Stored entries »
[Start of section]

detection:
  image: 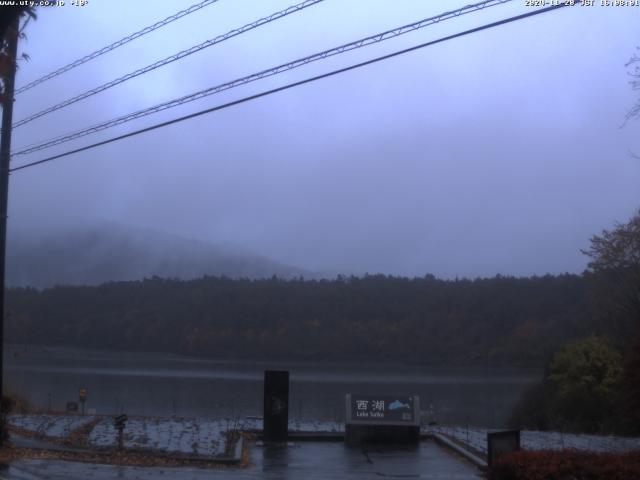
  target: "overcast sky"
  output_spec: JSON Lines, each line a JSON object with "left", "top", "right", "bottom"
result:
{"left": 7, "top": 0, "right": 640, "bottom": 278}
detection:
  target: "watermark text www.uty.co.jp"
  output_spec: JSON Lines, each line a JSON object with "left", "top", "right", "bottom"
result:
{"left": 0, "top": 0, "right": 89, "bottom": 7}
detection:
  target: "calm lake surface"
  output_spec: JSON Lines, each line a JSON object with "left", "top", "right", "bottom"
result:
{"left": 4, "top": 345, "right": 540, "bottom": 428}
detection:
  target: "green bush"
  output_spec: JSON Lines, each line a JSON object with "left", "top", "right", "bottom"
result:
{"left": 509, "top": 336, "right": 624, "bottom": 434}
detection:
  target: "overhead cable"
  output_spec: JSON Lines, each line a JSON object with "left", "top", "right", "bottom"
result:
{"left": 12, "top": 0, "right": 324, "bottom": 128}
{"left": 13, "top": 0, "right": 513, "bottom": 155}
{"left": 10, "top": 3, "right": 573, "bottom": 173}
{"left": 15, "top": 0, "right": 221, "bottom": 95}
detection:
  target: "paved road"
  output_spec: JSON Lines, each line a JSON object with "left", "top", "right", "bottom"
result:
{"left": 0, "top": 440, "right": 481, "bottom": 479}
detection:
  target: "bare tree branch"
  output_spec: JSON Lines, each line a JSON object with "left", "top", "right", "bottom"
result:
{"left": 623, "top": 47, "right": 640, "bottom": 126}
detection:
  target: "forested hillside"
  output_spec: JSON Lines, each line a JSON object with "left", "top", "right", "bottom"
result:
{"left": 5, "top": 274, "right": 597, "bottom": 366}
{"left": 6, "top": 224, "right": 309, "bottom": 288}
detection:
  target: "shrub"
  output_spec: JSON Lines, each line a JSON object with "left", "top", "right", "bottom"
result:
{"left": 489, "top": 449, "right": 640, "bottom": 480}
{"left": 509, "top": 336, "right": 624, "bottom": 434}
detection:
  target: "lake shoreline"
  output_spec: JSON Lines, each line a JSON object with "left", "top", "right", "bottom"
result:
{"left": 5, "top": 343, "right": 545, "bottom": 371}
{"left": 4, "top": 344, "right": 542, "bottom": 428}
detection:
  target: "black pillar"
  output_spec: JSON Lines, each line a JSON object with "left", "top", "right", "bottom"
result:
{"left": 263, "top": 370, "right": 289, "bottom": 442}
{"left": 0, "top": 15, "right": 19, "bottom": 448}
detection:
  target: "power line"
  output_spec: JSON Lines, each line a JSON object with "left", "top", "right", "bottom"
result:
{"left": 12, "top": 0, "right": 324, "bottom": 129}
{"left": 13, "top": 0, "right": 513, "bottom": 156}
{"left": 10, "top": 3, "right": 572, "bottom": 173}
{"left": 15, "top": 0, "right": 221, "bottom": 95}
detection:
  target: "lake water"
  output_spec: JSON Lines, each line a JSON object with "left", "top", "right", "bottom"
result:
{"left": 4, "top": 345, "right": 540, "bottom": 428}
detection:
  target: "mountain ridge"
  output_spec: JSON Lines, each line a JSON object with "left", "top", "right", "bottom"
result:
{"left": 6, "top": 222, "right": 311, "bottom": 288}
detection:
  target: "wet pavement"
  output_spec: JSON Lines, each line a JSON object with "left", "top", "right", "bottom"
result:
{"left": 1, "top": 440, "right": 481, "bottom": 479}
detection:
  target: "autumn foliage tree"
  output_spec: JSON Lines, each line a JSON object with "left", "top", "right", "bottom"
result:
{"left": 581, "top": 210, "right": 640, "bottom": 433}
{"left": 582, "top": 209, "right": 640, "bottom": 336}
{"left": 509, "top": 210, "right": 640, "bottom": 434}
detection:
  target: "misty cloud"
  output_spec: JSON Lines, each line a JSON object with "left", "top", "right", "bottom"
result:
{"left": 7, "top": 0, "right": 639, "bottom": 281}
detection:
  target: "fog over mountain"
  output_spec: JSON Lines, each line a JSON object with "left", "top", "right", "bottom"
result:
{"left": 9, "top": 2, "right": 638, "bottom": 280}
{"left": 6, "top": 222, "right": 312, "bottom": 288}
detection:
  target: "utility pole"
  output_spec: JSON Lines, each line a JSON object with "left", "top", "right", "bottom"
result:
{"left": 0, "top": 15, "right": 19, "bottom": 447}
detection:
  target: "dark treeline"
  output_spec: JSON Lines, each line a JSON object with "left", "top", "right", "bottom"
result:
{"left": 5, "top": 273, "right": 599, "bottom": 366}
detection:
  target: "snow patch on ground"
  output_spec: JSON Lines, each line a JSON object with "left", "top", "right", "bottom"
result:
{"left": 11, "top": 414, "right": 638, "bottom": 459}
{"left": 240, "top": 418, "right": 343, "bottom": 432}
{"left": 289, "top": 419, "right": 343, "bottom": 432}
{"left": 9, "top": 414, "right": 95, "bottom": 438}
{"left": 88, "top": 417, "right": 227, "bottom": 456}
{"left": 9, "top": 415, "right": 230, "bottom": 457}
{"left": 425, "top": 426, "right": 640, "bottom": 454}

[End of section]

WHAT THE EXERCISE ASKS » Reproduce each line of the data containing the word "mountain".

EXPECTED OUTPUT »
  target: "mountain ridge"
  target: "fog over mountain"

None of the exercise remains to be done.